EXERCISE
From the entries below, extract every line containing the string "target" and reproduce each one unchanged, in its original order.

-- Start --

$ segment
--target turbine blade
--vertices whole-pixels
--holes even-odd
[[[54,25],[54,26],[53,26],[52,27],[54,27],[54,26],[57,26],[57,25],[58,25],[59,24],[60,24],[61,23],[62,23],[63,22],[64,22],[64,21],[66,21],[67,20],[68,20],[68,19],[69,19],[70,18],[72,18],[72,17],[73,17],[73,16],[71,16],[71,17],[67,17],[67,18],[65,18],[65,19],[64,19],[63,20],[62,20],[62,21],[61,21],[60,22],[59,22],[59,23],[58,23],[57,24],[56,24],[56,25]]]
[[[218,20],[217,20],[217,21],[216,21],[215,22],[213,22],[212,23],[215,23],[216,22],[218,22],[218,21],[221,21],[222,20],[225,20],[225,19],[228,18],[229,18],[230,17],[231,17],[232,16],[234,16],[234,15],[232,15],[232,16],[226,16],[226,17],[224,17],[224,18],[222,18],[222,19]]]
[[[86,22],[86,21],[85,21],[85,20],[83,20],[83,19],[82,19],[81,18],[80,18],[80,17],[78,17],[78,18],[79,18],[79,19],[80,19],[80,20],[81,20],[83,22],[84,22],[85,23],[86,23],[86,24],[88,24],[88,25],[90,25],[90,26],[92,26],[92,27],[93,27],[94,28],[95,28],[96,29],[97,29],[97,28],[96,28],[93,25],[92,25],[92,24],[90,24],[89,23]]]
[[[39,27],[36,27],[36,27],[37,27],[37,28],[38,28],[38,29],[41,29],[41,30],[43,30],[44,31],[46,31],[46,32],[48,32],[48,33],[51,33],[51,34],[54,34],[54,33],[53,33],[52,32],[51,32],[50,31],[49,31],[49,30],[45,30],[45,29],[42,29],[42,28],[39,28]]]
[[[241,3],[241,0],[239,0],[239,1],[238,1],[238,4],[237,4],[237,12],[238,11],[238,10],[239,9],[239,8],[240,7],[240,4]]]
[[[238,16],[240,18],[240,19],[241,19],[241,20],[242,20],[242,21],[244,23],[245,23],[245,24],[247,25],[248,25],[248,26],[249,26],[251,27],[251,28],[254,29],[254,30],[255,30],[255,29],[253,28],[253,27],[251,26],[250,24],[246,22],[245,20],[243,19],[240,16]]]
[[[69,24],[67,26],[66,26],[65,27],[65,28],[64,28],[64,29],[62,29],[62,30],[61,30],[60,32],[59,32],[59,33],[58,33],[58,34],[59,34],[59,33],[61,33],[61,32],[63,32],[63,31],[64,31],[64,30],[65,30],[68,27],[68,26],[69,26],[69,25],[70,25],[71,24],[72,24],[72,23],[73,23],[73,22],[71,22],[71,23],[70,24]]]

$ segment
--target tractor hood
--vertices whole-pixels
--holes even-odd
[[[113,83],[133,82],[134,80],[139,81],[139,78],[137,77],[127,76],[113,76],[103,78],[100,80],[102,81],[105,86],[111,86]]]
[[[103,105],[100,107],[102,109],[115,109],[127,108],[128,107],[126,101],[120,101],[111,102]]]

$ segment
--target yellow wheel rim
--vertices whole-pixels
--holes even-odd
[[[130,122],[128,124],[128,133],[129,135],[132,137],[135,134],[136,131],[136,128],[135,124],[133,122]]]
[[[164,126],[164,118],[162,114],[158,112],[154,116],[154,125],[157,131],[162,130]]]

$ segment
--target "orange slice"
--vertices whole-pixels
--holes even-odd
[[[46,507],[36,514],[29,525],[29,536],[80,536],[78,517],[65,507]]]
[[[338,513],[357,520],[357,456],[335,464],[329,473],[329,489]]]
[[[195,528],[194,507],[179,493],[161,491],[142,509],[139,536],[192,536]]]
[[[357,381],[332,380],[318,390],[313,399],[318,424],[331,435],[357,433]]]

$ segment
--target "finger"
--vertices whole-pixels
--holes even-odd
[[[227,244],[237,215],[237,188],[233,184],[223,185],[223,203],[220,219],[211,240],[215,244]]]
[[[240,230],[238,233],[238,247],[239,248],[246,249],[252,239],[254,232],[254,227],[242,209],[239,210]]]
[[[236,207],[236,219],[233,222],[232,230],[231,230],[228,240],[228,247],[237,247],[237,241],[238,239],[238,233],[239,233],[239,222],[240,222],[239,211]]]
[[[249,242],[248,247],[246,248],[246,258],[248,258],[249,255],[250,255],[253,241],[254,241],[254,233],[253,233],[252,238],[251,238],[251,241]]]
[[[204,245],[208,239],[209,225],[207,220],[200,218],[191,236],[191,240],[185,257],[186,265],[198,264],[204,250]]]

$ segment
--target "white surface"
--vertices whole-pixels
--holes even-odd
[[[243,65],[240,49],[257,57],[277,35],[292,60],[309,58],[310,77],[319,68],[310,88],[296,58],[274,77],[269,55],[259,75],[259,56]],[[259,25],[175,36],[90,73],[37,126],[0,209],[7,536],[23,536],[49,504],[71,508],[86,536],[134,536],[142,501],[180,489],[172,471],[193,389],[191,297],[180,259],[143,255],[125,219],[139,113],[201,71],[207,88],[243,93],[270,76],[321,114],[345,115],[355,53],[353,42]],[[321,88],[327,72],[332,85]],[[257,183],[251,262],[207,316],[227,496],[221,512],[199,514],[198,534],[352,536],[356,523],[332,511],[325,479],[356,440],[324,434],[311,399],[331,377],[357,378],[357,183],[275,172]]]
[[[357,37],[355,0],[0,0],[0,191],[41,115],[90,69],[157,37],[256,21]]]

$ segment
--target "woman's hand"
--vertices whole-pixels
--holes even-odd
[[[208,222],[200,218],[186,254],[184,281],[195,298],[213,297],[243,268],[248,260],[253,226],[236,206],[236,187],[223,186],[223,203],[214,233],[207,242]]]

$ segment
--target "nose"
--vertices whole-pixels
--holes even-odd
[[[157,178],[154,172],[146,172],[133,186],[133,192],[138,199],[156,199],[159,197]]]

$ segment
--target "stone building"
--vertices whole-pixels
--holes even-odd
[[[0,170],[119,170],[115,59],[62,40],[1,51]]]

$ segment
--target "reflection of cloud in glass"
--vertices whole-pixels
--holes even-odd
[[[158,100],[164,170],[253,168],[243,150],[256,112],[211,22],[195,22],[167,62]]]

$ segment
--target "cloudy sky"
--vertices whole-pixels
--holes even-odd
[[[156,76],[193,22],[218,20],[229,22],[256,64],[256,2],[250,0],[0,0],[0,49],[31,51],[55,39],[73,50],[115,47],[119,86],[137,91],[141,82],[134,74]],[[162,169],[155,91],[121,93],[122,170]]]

-- End --

THE ANSWER
--target turbine blade
--target tractor hood
--target yellow wheel rim
--target "orange slice"
--target "finger"
--target "white surface"
--target "woman's hand"
--target "nose"
--target "stone building"
--target "reflection of cloud in glass"
--target "cloudy sky"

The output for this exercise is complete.